_Written request A_
In the passage on cutting steel from the terminal design, condense the paragraph beginning "One major change, adds Barry" into a shorter version that keeps its main facts.
_Written request B_
According to the passage on cutting steel from the terminal design, roughly how many tons of steel did the terminal have after the firm's review?
_Written request C_
Carry the passage on cutting steel from the terminal design forward from its final sentence, adding a few more sentences in the same style.

===== Given passage

When AECOM selected Thornton Tomasetti as the project’s structural engineer of record in early 2022, ownership had directed the team to attempt a reduction in the amount of steel used in the design.

“There was an ask from the owner to try to look at the whole structure—so they had completed schematic design—and find opportunities to reduce cost,” notes Barry. “The goal was to reduce 10,000 tons of steel from the project.”

The firm conducted a bottom-up review of the designs and succeeded in paring down the terminal’s 42,000 tons of steel to roughly 32,000 tons, almost a 25-percent reduction.

One major change, adds Barry, expanded the spacing of the tree columns supporting the terminal’s roof. While the original design had spaced the columns 30 feet apart on center, the updated design removed every other tree column, effectively moving the columns to sit 60 feet apart on center.

“The branches used to touch, but we just moved them out so they didn’t touch,” explains Barry. “You still have the same number of supports of all the girders.”

Within the structure’s lateral system, additional brace frames to the roof and mechanical shafts helped reduce the demand on the tree columns.

“In general, we went over all the loading in the entire structure, removed floor fill where it wasn’t necessary anymore to try to reduce the buildups of the floors (and) get the load down,” he says. “That way, we could be more efficient in the floor framing.”

Among other modifications, the team redesigned a central v-column holding up the roof in the TSA area into two v-columns, improving the flow of passenger queues through the area while also cutting down on the number of roof spans used.

==========
===== Listed entries

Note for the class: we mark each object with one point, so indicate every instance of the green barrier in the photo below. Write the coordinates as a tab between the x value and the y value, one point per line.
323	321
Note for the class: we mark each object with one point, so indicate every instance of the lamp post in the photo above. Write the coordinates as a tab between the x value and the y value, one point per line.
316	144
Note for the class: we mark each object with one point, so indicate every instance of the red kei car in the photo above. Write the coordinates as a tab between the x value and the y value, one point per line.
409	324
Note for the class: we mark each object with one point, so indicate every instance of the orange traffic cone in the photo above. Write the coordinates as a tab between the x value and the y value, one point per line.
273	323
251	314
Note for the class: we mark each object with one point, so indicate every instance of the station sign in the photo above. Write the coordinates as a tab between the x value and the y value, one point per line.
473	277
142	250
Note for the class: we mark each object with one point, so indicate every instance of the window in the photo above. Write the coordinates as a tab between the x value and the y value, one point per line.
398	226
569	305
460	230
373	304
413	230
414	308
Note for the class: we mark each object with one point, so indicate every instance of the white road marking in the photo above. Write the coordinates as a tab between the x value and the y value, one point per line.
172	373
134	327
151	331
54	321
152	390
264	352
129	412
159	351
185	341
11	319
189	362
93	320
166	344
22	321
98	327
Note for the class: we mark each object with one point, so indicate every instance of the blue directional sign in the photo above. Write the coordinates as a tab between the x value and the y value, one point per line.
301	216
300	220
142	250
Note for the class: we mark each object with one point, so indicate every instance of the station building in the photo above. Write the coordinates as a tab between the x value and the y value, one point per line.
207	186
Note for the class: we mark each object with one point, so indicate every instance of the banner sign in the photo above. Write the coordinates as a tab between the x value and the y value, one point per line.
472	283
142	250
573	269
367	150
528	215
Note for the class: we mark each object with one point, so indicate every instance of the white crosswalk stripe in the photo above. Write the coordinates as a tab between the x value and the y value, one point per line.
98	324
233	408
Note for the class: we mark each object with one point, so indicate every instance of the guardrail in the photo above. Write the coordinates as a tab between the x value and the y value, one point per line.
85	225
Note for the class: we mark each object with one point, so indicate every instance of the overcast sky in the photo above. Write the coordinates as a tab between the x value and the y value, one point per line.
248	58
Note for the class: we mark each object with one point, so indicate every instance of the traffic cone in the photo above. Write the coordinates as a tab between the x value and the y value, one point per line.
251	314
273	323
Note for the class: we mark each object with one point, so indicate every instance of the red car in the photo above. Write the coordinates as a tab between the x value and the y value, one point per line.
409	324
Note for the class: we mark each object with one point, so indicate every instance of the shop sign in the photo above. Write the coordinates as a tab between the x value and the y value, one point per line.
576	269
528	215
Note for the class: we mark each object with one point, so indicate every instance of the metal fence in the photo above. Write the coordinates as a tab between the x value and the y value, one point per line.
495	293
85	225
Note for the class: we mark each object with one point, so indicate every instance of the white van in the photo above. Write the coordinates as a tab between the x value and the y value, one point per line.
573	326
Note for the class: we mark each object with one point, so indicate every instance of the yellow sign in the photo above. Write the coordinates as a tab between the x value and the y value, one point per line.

==========

_Right answer A_
Barry says one major change widened the spacing of the tree columns that support the terminal's roof. The original design placed them 30 feet apart on center. The revised design removed every other column, which put them 60 feet apart on center.

_Right answer B_
Roughly 32,000 tons.

_Right answer C_
Sustainability and Resilience

Located on the northeastern shore of Jamaica Bay in Queens, JFK sits at an elevation of 13 feet above mean sea level, which itself has risen some 8 inches since 1970, according to the Earth Information Center. Projections (assuming an intermediate trajectory for global temperatures) estimate the sea level there will rise by another 11 inches by 2050, with a 5-percent chance they will exceed this prediction.

To add to the problem, a study of vertical land motion in the New York area between 2016 and 2023 revealed an average subsidence rate of about 0.063 inches per year, totaling more than 1.5 inches by 2050 (iimag.link/msZfF).

According to Barry, the team designed the building for a 100-year flood plus an additional 2 feet of sea-level rise, which works out to about a 500-year-flood design level.

While the terminal sits at 14 feet 6 inches elevation at its perimeter, the building interior will go down to about 10 feet elevation, with any water held out with concrete walls along the perimeter and a pressure slab to counter the hydrostatic uplift. The terminal’s baggage-handling tunnels already sit below the water table and require tie downs to keep them from floating up.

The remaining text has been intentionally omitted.